• _Task directions_: Output the entries below exactly, from the first line to the line holding "241L395 363L399 298L476", both included.

• _Extracted records_:

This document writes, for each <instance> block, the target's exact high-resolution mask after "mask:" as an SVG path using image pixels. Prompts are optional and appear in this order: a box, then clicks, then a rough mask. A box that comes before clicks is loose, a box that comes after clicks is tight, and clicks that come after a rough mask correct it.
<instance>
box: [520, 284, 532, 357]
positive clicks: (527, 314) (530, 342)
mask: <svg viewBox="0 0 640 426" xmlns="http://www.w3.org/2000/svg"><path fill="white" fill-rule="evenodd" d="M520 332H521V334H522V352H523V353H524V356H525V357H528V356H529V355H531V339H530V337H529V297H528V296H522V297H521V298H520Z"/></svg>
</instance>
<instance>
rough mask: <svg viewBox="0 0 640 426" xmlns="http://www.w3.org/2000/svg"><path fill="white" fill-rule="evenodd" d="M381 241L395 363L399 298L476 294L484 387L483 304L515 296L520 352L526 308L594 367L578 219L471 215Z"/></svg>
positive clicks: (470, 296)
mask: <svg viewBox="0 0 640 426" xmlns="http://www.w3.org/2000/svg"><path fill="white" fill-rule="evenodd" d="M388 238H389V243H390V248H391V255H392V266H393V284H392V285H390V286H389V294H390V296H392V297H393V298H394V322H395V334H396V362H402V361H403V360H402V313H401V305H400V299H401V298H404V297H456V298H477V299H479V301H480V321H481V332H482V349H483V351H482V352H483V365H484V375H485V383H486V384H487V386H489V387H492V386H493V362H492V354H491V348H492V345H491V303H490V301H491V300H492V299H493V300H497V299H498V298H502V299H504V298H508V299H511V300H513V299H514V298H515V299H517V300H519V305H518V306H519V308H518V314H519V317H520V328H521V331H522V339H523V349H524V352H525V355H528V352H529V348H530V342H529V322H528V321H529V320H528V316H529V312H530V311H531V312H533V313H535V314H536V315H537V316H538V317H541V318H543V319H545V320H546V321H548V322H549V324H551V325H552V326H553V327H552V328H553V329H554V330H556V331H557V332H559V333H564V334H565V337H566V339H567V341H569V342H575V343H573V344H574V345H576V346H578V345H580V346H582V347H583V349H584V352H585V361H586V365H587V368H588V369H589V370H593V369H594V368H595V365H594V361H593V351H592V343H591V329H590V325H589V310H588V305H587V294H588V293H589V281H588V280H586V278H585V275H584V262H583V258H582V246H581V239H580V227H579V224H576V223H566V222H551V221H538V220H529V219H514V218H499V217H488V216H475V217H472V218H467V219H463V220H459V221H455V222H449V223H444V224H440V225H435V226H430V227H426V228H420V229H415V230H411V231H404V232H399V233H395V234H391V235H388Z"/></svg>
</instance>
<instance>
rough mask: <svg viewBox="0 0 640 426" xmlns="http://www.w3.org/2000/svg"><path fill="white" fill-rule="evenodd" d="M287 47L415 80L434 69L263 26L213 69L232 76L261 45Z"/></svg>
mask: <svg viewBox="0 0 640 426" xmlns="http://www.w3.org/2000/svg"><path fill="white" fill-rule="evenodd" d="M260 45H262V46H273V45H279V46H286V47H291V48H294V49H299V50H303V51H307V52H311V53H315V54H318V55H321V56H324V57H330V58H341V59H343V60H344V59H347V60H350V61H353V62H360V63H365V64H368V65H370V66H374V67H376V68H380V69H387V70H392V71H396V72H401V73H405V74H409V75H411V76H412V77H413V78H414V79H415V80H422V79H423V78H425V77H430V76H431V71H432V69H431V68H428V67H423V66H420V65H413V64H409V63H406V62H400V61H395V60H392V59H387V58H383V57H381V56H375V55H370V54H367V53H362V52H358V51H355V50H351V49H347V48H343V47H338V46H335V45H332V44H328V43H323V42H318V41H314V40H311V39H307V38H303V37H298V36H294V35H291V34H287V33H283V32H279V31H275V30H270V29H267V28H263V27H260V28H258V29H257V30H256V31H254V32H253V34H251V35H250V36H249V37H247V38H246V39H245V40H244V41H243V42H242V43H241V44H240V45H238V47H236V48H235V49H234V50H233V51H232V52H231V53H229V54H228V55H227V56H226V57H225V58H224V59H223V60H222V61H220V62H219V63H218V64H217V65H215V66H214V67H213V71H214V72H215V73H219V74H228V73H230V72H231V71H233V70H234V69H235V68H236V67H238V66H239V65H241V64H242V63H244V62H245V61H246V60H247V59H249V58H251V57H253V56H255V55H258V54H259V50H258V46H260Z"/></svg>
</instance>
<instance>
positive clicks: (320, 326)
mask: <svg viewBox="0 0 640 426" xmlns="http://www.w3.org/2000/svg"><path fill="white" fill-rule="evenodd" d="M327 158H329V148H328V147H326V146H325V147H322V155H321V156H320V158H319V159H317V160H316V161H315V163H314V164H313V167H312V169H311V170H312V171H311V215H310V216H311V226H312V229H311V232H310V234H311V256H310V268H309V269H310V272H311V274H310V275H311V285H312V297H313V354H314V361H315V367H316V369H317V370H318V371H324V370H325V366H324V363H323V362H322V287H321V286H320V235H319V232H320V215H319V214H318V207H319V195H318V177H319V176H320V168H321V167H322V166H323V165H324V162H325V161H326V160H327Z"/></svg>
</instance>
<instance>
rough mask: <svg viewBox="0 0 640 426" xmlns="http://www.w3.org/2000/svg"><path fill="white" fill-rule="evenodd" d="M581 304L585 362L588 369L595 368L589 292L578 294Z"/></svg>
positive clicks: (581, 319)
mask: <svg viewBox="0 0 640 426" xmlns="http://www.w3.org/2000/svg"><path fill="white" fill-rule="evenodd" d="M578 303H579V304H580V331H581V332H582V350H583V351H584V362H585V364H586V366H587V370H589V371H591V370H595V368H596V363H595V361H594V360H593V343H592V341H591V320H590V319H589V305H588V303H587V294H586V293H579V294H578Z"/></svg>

• _Solution to the problem_:
This document writes, for each <instance> block, the target's exact high-resolution mask after "mask:" as an SVG path using image pixels. Prompts are optional and appear in this order: a box, then clicks, then a rough mask. A box that comes before clicks is loose, a box that comes after clicks is tight, and clicks that come after a rough mask correct it.
<instance>
box: [520, 284, 532, 357]
positive clicks: (527, 314) (530, 342)
mask: <svg viewBox="0 0 640 426" xmlns="http://www.w3.org/2000/svg"><path fill="white" fill-rule="evenodd" d="M520 332H521V334H522V352H523V353H524V356H525V357H528V356H529V355H531V339H530V337H529V297H528V296H522V297H521V298H520Z"/></svg>
</instance>
<instance>
rough mask: <svg viewBox="0 0 640 426" xmlns="http://www.w3.org/2000/svg"><path fill="white" fill-rule="evenodd" d="M381 241L395 363L399 298L476 294L484 387L483 304L515 296L520 352L526 308L594 367L578 219L471 215Z"/></svg>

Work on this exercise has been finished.